# Problem to solve
Every record here should be printed again exactly.

# Records supplied
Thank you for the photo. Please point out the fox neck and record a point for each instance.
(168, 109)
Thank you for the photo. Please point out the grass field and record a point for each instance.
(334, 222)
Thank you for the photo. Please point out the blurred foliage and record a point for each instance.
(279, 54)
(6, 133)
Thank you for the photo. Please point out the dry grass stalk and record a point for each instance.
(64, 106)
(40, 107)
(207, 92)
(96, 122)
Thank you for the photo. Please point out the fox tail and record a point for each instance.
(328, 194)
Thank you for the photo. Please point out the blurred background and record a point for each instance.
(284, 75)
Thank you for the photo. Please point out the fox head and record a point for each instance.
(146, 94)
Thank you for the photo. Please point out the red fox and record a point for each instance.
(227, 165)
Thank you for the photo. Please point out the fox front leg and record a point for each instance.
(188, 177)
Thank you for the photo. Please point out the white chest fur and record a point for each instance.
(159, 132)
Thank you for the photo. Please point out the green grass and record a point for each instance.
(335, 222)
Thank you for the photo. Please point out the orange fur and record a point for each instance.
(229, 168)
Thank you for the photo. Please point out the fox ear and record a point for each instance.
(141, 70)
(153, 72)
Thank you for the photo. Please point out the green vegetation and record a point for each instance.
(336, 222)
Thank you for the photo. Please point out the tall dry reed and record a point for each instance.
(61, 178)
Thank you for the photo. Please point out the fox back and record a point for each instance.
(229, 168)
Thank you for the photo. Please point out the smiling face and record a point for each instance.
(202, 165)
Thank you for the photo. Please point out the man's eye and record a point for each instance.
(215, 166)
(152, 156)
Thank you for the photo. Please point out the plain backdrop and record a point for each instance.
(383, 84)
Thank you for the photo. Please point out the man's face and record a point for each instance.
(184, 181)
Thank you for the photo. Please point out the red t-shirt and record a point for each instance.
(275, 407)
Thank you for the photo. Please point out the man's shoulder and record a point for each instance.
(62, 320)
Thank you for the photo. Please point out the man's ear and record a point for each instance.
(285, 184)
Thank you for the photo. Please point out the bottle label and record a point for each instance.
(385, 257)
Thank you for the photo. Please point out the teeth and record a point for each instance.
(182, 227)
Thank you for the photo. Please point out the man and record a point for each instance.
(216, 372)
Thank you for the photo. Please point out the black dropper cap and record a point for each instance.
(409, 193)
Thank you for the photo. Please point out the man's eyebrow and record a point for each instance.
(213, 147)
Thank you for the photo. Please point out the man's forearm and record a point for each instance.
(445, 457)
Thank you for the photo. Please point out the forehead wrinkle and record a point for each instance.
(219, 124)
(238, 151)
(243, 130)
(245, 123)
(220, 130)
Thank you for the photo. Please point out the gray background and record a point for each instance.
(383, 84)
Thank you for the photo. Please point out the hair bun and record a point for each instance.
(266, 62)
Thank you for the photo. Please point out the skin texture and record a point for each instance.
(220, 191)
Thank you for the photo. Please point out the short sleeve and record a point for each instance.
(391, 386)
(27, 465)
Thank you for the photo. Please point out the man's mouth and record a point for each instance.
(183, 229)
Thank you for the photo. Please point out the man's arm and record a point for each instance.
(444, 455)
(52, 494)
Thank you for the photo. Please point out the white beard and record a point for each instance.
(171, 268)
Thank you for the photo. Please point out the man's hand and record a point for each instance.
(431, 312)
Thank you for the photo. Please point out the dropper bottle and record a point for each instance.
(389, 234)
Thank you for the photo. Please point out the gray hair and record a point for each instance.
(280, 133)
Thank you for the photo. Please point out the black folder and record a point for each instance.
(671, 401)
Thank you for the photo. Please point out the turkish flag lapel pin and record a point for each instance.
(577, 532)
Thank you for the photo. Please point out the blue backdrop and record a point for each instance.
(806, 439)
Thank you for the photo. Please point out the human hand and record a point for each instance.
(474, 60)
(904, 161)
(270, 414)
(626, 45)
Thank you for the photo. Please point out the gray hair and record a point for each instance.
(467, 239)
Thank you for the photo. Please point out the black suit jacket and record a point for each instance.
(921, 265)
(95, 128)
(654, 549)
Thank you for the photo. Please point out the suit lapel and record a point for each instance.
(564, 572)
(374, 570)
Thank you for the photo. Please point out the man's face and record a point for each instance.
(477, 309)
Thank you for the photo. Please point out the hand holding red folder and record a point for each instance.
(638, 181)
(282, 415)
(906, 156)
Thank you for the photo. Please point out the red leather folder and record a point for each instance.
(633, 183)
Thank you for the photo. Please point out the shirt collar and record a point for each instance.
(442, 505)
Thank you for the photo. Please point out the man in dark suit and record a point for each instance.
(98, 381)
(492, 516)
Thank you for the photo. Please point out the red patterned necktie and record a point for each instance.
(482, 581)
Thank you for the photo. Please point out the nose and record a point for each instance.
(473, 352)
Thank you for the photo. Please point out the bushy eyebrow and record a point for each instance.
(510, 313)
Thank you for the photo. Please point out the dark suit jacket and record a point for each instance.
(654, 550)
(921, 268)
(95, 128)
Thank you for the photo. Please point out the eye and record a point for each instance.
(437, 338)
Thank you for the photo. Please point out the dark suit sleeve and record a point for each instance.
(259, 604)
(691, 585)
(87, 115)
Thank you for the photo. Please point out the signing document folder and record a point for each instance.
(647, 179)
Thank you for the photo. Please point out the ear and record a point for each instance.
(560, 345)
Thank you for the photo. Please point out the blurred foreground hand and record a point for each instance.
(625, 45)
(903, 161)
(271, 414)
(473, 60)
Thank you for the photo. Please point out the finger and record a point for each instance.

# Solution for this exercise
Thank you for the photo. Please point out the fox neck and record a point for each instance.
(168, 109)
Thank you for the photo. Please point out the grass field and record a point for each instance.
(334, 222)
Thank you for the photo. Please point out the blurred foliage and record a point for each instance.
(279, 54)
(6, 133)
Thank you for the photo. Please point out the dry grass stalk and record a point for each instance.
(64, 106)
(40, 107)
(207, 92)
(96, 122)
Thank you for the photo. Please point out the fox tail and record a point for each instance.
(328, 194)
Thank you for the photo. Please point out the blurred background and record a point for each instance.
(284, 75)
Thank you for the photo. Please point out the fox head and record a point for each instance.
(146, 94)
Thank you for the photo. Please point out the red fox and record a point for each instance.
(227, 165)
Thank you for the photo. Please point out the fox front leg and record a point for each instance.
(188, 177)
Thank you for the photo. Please point out the white chest fur and record a point for each instance.
(159, 132)
Thank you for the photo. Please point out the green grass and record a point for each instance.
(335, 222)
Thank you for the photo. Please point out the orange fur and record a point for each instance.
(229, 168)
Thank you for the photo. Please point out the fox ear and record a point for each instance.
(141, 70)
(153, 72)
Thank you for the photo. Please point out the green vegetation and record a point for each instance.
(336, 222)
Thank you for the photo. Please point out the tall dry reed and record a point for each instance.
(61, 178)
Thank you for the photo. Please point out the fox back and record a point for each instance.
(229, 168)
Thank you for the photo. Please point out the smiling face and record a point for each instance.
(202, 165)
Thank you for the photo. Please point out the man's eye and record a point for each instance.
(215, 166)
(152, 156)
Thank you for the photo. Please point out the plain backdrop and record a point for each instance.
(383, 84)
Thank you for the photo. Please point out the man's face and record a point for each instance.
(184, 181)
Thank you for the photo. Please point out the red t-shirt and record a point for each instance.
(275, 407)
Thank you for the photo. Please point out the man's shoulder and record a point for each instance.
(62, 320)
Thank you for the photo. Please point out the man's ear and record a point for each instance.
(285, 184)
Thank you for the photo. Please point out the bottle label and record a point for each instance.
(385, 257)
Thank you for the photo. Please point out the teeth and record a point for each instance.
(182, 227)
Thank you for the photo. Please point out the man and record a point for each instance.
(216, 372)
Thank you for the photo. Please point out the black dropper cap and record a point for each instance.
(409, 193)
Thank you for the photo. Please point out the man's eyebrow and record a point for each instance.
(213, 147)
Thank you for the photo. Please point out the man's forearm and record a point for each instance.
(445, 457)
Thank you for the photo. Please point out the forehead wrinkle and record a point for each instance.
(219, 124)
(238, 151)
(243, 130)
(245, 123)
(220, 130)
Thank you for the photo. Please point out the gray background and record a point for each instance.
(383, 84)
Thank you for the photo. Please point out the hair bun and record a point for each instance.
(266, 62)
Thank you for the photo. Please point out the skin texture and record a point for each instance.
(220, 191)
Thank you for the photo. Please point out the short sleeve and record a point for each instance.
(391, 386)
(27, 465)
Thank you for the photo. Please point out the man's mouth and record a point for each instance.
(183, 229)
Thank you for the photo. Please point out the man's arm and record a point for each instance.
(444, 455)
(52, 494)
Thank you for the photo. Please point out the white beard and record a point for each instance.
(171, 268)
Thank you for the photo. Please point out the man's hand and record a point for each instance.
(431, 312)
Thank you for the photo. Please point out the dropper bottle and record a point for each instance.
(389, 234)
Thank you for the photo. Please point out the gray hair and record a point for each instance.
(280, 133)
Thank you for the photo. Please point out the black folder and record a point for each instance.
(671, 401)
Thank you for the photo. Please point out the turkish flag lapel pin and record a point for each instance.
(577, 532)
Thank you for the photo. Please point out the blue backdrop and record a point for each instance.
(806, 439)
Thank you for the photo. Please point out the human hand and record a point for each instance.
(474, 60)
(904, 161)
(270, 414)
(626, 45)
Thank you for the photo. Please point out the gray hair and record a point for each instance.
(467, 239)
Thank you for the photo. Please point out the black suit jacket and record a point for each instance.
(921, 265)
(95, 128)
(654, 549)
Thank you for the photo. Please point out the suit lapel and record a point for each instance.
(564, 572)
(374, 570)
Thank you for the photo. Please point out the man's face and record a point for each instance.
(477, 309)
Thank you for the photo. Please point out the hand holding red folder and record a point for each instance.
(638, 181)
(282, 415)
(906, 156)
Thank you for the photo. Please point out the red leather folder and record a point for each instance.
(633, 183)
Thank you for the photo. Please point out the shirt collar and record a point for each instance.
(442, 505)
Thank you for the photo. Please point out the man in dark suit and record a point for each instance.
(98, 381)
(492, 516)
Thank you for the photo. Please point out the red patterned necktie and record a point for each instance.
(482, 581)
Thank you for the photo. Please point out the nose and record a point for each instance.
(473, 352)
Thank you for the photo. Please point out the bushy eyebrow and record a point for each instance.
(510, 313)
Thank you for the photo. Please point out the dark suit jacket and record a point for each instance.
(654, 550)
(921, 268)
(95, 128)
Thank you for the photo. Please point out the eye and record a point for each instance.
(437, 338)
Thank you for the photo. Please point out the dark suit sleeve and record a point for each instance.
(259, 604)
(691, 585)
(87, 115)
Thank you for the photo. Please point out the signing document folder and record a point for each instance.
(647, 179)
Thank you for the photo. Please point out the ear and record a point for each instance.
(560, 345)
Thank you for the photo. Please point out the blurred foreground hand and record a point for each instance.
(625, 45)
(903, 161)
(271, 414)
(473, 60)
Thank you for the photo. Please point out the finger and record a point for each instance.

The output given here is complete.